Message Boards Message Boards

GROUPS:

[WSS18] Generating Music with Expressive Timing and Dynamics

Posted 1 year ago
3330 Views
|
16 Replies
|
20 Total Likes
|
Attachments:
16 Replies

enter image description here - Congratulations! This post is now a Staff Pick as distinguished by a badge on your profile! Thank you, keep it coming!

Posted 11 months ago

Very nice. You generated jazzz :) The Only possible outcome.

Posted 11 months ago

Thank you!

Yeah...jazz was a little part of the dataset but it gave a big influence :)

Nice project. You must realize that MIDI is absolutely awful at describing 'real' music. For a keyboard player, it might be sufficient to specify pitch and duration, using equal temperament, but for a wind player or especially a string player or singer, most of the stylistic information is missing. This is why a MIDI rendering of a solo violin piece (Bach's Chaconne, for example) or a flute piece is flat and mechanical.

I looked into inventing a replacement for MIDI, where you could specify the attack -- which is highly variable for most instruments -- and the way the sound evolves over time. However, it became apparent that even for 'simple' music, there were simply too many variables. It was easier to just learn the instrument. ;-). I am just an amateur flute player, but I can vary the note attack in 10 or 15 different ways, and change the way the sound developed, including adjusting the timbre during the note's elaboration is several more. A professional can do a lot more.

Professional musicians can play in strict time, of course. However, for many types of music, such as Chopin, the controlled deviation from strict time is an important performance criterion.

Anonymous User
Anonymous User
Posted 11 months ago

quantized chopin

fake flute in fake space

Edited to add: The mod deleted the part where I posted video of Mathematica crashing when I search the docs for "Audio"; deleted there part where I disclosed I don't use Mathematica for audio work; but left up the samples of my audio work. I used Emacs, C, and Python, not Mathematica.

POSTED BY: Anonymous User
Answer
Posted 11 months ago

This a nice generated music, Joe. I didn't get a chance to answer on your initial comment but I remember something about an algorithmic way of generation. Are these tracks were composed algorithmically?

Anonymous User
Anonymous User
Posted 11 months ago

I'd mentioned that algorithmic composition is my personal focus (has been for decades); but only Chopin knows how he composed the 1st sample, and the 2nd example is just notes I non-algorithmically chose to demonstrate the sound of the flute.

- Recorded data -
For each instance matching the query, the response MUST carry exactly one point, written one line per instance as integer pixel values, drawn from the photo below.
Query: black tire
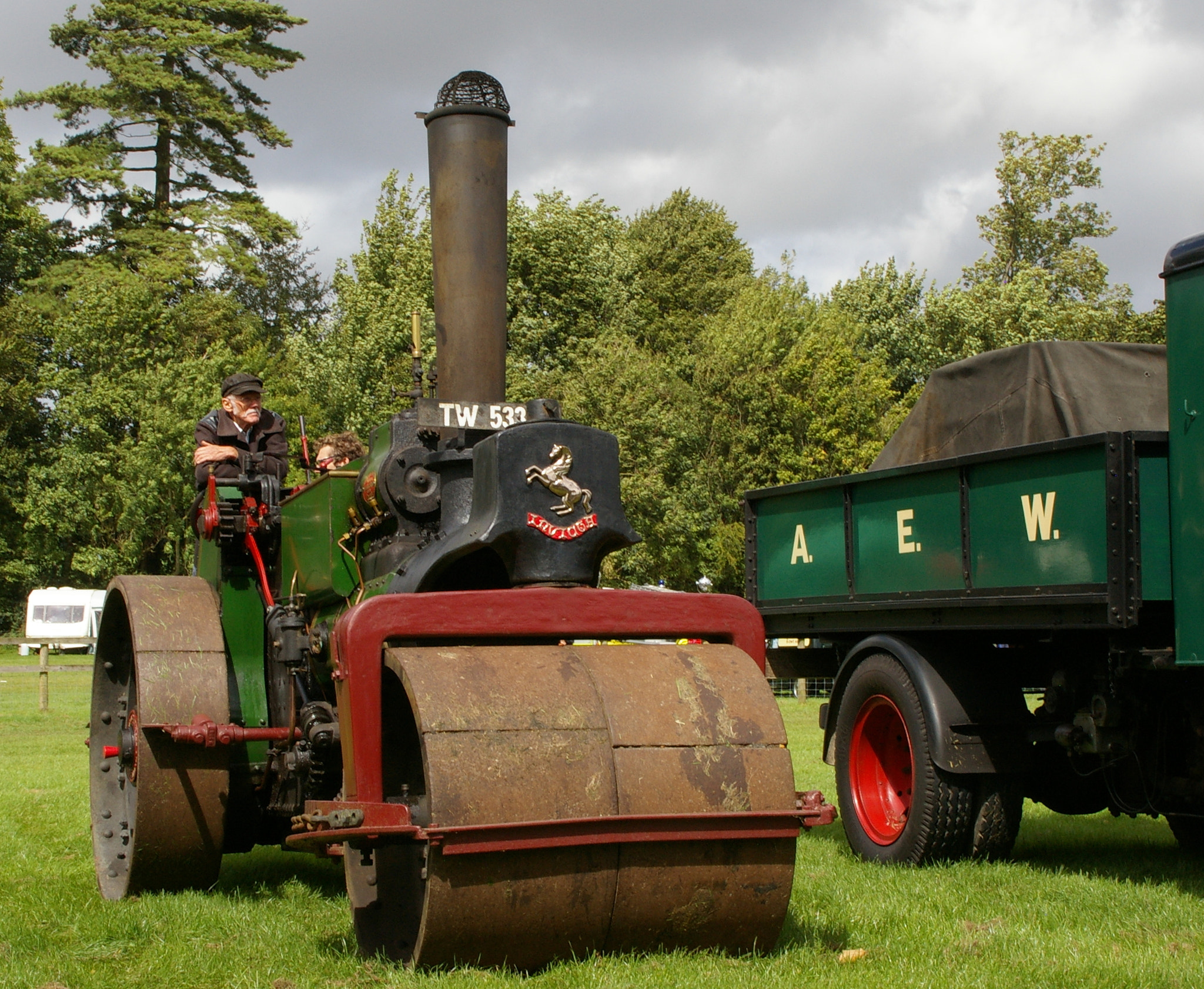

- Parts of the exercise -
1/ Rewrite the paragraph of the music-generation thread that begins "Nice project. You must realize" as a shorter bulleted list that keeps its main facts.
2/ Please give the music-generation thread again from "fake flute in" up to and including "were composed algorithmically?", substituting "Vim" for "Emacs".
3/ Continue the music-generation thread from its last post.
The lines above have no connection to the music-generation thread.

- Task-by-task outputs -
1/
- MIDI describes real music poorly.
- Pitch and duration in equal temperament may be enough for a keyboard player.
- For wind players, and especially string players and singers, most of the stylistic information is missing.
- This is why a MIDI rendering of a solo violin piece (such as Bach's Chaconne) or a flute piece sounds flat and mechanical.

2/
fake flute in fake space

Edited to add: The mod deleted the part where I posted video of Mathematica crashing when I search the docs for "Audio"; deleted there part where I disclosed I don't use Mathematica for audio work; but left up the samples of my audio work. I used Vim, C, and Python, not Mathematica.

POSTED BY: Anonymous User
Answer
Posted 11 months ago

This a nice generated music, Joe. I didn't get a chance to answer on your initial comment but I remember something about an algorithmic way of generation. Are these tracks were composed algorithmically?

3/
POSTED BY: Anonymous User
Answer
Posted 11 months ago

I agree that MIDI representation loses an enormous part of musical information. This is the price you pay when you want to generalize a music notation. To be honest, I don't know much about a classic music notation or MIDI notation but as I understand MIDI tries to "digitize" a classic one. Correct me if I'm wrong but a classic music notation also lacks those things that you've mentioned.

If we want to learn specific techniques of playing an instrument we must learn it from raw music data(sound). Here is the latest research in this directions: https://twitter.com/deepmindai/status/1012290879120429056

Anonymous User
Anonymous User
Posted 11 months ago

"... I don't know much about a classic music notation or MIDI notation but as I understand MIDI tries to 'digitize' a classic one. Correct me if I'm wrong but a classic music notation also lacks those things that you've mentioned."

MIDI is a finite representation, so it can be stored and recalled by Turing machines; classical notation has the same characteristic, as it can be reduced to a finite number of symbols arranged in a computable layout.

"... If we want to learn specific techniques of playing an instrument we must learn it from raw music data(sound). Here is the latest research in this directions: https://twitter.com/deepmindai/status/1012290879120429056"

What you call "raw music data (sound)" isn't the real thing either, though. It's WAV or MP3 format, which again is just a finite, i.e., digital, representation.

It was suggested elsewhere in this thread that a finite set of differential equations would suffice to completely describe the real thing; but that assertion is unfounded.

POSTED BY: Anonymous User
Answer
Posted 11 months ago

You are right, audio representation is just another digital version of music but it's much more detailed and closer to reality than midi. With this kind of data, you can learn a timbre of an instrument and sound of it in special conditions(techniques of playing).

As you could listen from the tweet I've posted above - the piano generated their model sound pretty realistically. The quality of sound is poor for now though.

I have read about and heard examples where recordings of piano music -- specifically Glenn Gould's recording of Bach's Goldberg variations -- were analyzed and encoded so that one of those automatic pianos (replacing fingers by actuators with an regular grand piano). The results sounded pretty good, and there were concerts (live performances) of the result.

However, a piano is a very simple instrument to model, since the only parameters are the time and velocity of key strike (plus pedal info, of course.) It's pretty useless for modern extended techniques, such as Cage's pieces for prepared piano or some of George Crumb's stuff. (I studied composition with George Crumb a while ago.)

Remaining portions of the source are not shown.